Which lines in the records below contain the string "mantel" with the same capitalization? Gather each such line and copy it out in full.

SUPPLIED DATA
----

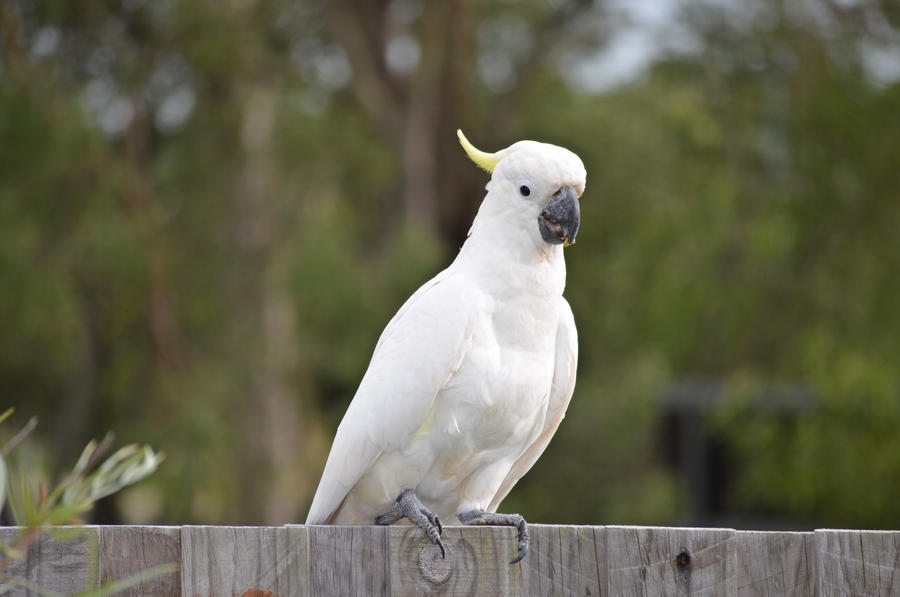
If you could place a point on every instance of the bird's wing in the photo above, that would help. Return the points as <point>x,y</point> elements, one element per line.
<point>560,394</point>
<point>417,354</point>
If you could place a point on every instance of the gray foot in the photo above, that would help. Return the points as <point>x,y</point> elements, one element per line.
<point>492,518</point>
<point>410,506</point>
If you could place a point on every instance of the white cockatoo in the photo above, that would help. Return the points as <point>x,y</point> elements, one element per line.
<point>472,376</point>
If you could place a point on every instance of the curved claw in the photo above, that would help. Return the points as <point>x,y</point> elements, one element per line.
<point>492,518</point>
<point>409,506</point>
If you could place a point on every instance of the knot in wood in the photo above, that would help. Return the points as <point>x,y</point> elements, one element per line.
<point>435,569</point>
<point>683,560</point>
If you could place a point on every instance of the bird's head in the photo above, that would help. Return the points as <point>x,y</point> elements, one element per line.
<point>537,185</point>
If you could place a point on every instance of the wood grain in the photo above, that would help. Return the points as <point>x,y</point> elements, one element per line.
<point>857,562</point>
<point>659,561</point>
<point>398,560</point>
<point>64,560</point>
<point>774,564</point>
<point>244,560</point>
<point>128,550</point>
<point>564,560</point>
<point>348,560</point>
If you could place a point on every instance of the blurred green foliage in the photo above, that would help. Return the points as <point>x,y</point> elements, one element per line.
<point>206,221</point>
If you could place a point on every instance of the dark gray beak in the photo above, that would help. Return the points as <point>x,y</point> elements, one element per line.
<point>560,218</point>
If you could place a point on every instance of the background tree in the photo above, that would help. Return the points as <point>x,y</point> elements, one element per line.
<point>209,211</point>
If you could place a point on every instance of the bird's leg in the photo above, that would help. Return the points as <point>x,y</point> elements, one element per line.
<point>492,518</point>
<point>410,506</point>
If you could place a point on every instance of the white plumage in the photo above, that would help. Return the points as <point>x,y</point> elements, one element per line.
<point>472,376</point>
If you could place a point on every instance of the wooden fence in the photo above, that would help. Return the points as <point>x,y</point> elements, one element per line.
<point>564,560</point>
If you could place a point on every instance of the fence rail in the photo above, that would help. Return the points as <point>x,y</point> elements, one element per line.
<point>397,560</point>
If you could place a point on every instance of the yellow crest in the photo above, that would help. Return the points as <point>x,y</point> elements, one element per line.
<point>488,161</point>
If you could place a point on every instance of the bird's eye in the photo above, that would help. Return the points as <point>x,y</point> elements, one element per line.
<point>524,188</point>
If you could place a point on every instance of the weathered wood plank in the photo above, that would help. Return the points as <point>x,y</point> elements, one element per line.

----

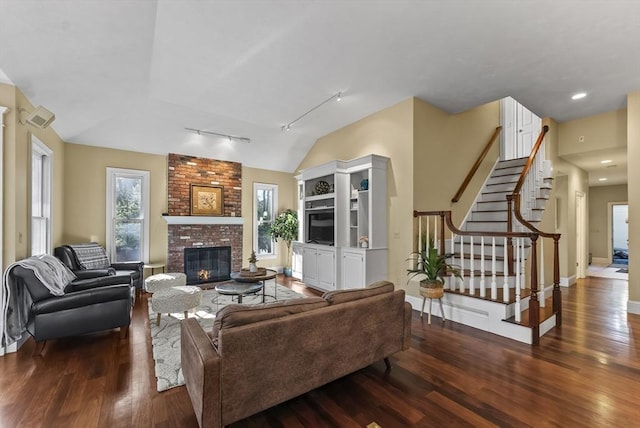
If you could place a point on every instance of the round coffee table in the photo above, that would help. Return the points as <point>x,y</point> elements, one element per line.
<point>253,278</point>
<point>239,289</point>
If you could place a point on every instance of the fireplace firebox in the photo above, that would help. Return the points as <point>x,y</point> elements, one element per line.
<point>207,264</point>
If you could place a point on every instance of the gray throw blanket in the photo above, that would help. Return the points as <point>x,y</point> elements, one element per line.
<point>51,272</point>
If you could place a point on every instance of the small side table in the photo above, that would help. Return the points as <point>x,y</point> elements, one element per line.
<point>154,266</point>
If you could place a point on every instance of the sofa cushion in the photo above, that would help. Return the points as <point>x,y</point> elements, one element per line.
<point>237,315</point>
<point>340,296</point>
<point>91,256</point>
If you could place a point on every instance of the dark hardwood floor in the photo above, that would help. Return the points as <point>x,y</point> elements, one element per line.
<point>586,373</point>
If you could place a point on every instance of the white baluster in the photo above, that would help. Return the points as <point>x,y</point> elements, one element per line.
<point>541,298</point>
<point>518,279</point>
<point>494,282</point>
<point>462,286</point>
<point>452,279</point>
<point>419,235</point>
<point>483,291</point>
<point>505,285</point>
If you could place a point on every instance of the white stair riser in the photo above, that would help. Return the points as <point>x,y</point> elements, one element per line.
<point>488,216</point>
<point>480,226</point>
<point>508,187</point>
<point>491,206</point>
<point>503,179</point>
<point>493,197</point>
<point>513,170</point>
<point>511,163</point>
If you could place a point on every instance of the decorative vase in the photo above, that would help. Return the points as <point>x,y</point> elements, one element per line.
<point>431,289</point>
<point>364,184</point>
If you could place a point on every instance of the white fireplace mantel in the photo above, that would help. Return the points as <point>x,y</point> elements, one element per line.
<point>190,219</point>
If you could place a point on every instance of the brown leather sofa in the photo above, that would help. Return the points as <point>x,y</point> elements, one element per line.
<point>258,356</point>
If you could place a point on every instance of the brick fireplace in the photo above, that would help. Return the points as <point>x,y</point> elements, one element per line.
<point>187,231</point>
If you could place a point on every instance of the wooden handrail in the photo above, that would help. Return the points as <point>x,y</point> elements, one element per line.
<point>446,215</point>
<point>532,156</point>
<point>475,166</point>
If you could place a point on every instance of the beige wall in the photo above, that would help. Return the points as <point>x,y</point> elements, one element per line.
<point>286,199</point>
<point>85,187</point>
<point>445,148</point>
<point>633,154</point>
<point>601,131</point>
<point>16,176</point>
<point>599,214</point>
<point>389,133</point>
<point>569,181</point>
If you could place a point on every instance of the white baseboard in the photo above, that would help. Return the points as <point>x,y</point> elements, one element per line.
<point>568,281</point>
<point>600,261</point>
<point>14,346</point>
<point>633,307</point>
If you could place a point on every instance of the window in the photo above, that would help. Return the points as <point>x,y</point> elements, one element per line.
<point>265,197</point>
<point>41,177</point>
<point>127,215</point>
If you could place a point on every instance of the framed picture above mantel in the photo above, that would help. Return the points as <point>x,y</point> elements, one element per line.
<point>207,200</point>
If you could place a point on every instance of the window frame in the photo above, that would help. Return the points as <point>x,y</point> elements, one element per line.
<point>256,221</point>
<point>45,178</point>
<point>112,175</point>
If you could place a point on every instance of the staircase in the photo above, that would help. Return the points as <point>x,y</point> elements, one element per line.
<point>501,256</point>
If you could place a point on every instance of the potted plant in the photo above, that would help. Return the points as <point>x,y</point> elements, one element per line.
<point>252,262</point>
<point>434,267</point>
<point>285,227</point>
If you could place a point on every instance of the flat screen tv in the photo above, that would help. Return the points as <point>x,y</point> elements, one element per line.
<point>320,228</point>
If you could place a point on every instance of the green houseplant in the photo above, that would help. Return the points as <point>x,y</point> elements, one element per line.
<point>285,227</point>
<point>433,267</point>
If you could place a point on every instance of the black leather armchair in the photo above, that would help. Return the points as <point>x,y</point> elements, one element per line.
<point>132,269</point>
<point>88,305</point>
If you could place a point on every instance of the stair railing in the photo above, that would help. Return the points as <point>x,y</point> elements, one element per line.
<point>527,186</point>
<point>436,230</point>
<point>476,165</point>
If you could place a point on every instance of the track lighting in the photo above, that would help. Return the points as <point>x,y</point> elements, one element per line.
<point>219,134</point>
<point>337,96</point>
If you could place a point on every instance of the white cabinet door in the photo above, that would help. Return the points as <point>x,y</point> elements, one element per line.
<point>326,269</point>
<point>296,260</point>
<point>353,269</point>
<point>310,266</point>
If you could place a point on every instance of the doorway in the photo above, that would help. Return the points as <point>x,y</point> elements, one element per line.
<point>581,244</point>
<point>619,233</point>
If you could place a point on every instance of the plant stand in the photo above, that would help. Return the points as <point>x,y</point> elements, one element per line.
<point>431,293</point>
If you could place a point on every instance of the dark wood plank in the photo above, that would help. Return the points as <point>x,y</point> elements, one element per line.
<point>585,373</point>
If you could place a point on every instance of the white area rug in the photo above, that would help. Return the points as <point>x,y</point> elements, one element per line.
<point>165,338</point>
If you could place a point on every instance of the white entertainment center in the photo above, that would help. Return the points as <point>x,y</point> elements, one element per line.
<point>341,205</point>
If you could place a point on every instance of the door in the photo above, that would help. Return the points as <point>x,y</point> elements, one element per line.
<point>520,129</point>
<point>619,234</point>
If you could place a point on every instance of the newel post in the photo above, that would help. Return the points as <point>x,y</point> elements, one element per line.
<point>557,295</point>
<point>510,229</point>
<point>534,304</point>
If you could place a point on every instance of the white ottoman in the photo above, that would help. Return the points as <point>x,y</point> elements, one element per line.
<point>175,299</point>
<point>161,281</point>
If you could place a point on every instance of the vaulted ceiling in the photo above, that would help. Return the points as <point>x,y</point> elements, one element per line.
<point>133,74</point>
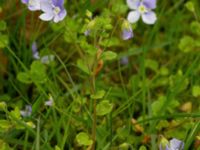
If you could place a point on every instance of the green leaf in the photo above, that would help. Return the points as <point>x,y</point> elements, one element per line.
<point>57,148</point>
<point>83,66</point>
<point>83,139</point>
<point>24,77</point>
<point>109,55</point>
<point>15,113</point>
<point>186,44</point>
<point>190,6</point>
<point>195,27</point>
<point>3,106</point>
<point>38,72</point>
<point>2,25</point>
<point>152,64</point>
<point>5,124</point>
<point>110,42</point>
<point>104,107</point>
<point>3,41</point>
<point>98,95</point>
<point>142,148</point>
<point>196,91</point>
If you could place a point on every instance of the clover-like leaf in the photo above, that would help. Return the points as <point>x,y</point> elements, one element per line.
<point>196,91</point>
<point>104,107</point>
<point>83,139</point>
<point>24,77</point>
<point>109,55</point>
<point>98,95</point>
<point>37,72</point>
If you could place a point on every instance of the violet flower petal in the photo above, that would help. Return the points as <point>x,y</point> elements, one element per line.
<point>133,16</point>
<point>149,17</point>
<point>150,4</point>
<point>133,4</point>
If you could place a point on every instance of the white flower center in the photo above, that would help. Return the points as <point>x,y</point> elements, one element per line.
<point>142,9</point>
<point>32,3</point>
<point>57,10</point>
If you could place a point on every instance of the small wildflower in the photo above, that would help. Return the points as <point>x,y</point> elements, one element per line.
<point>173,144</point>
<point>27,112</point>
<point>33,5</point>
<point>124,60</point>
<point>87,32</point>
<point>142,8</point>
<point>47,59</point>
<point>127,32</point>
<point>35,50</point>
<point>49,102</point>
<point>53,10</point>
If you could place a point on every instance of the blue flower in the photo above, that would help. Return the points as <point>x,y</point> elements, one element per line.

----

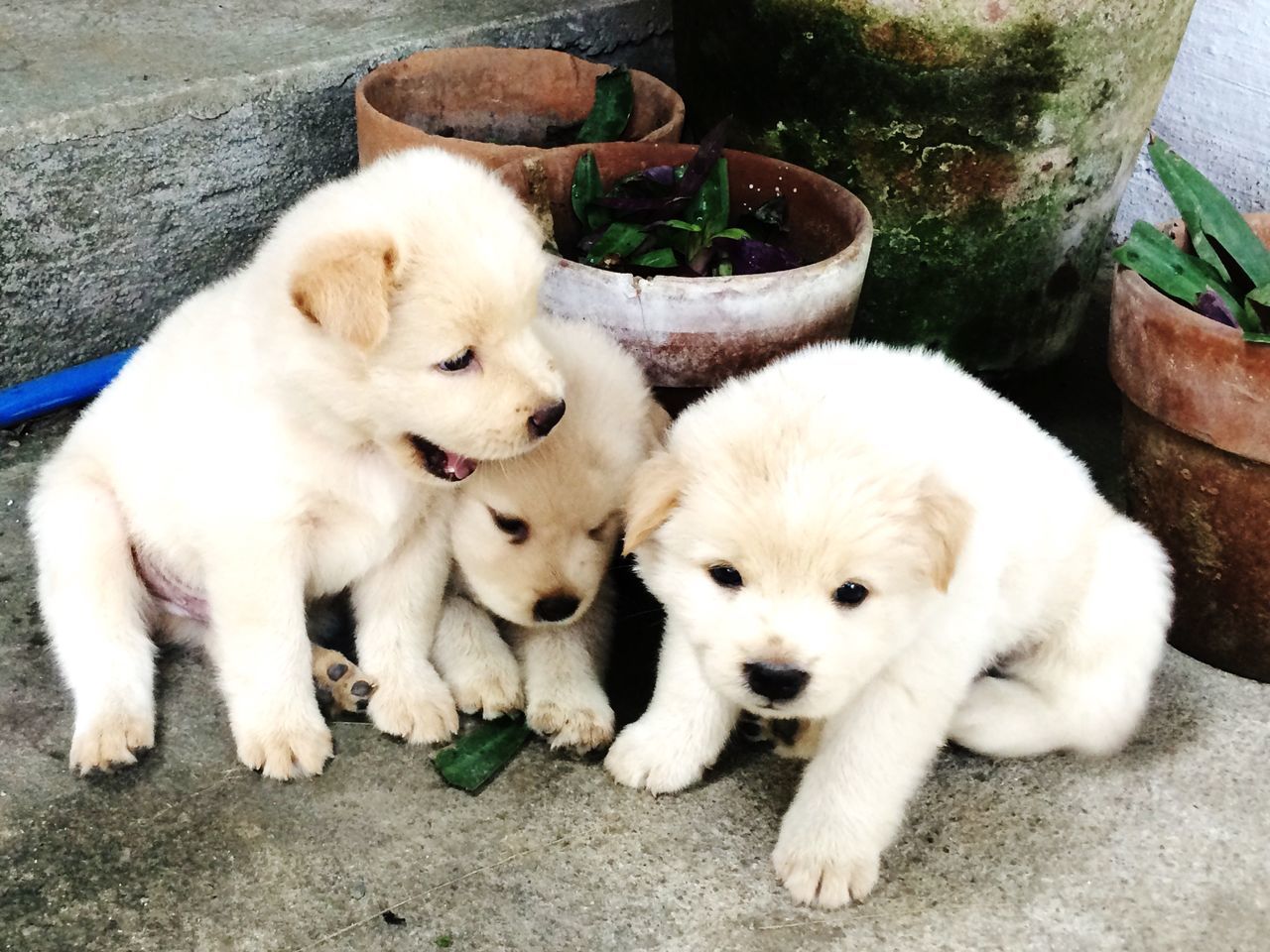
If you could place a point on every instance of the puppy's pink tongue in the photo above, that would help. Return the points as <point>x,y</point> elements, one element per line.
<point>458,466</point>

----

ANSWER FOR THE TASK
If you could place a point on every instance of the white fireplace mantel in the photo above, that would help. Return the points as <point>x,y</point> elements, one element per line.
If you could place a point on every instance of the framed picture above mantel in the photo above, that would help. Return the points as <point>x,y</point> elements, one element per line.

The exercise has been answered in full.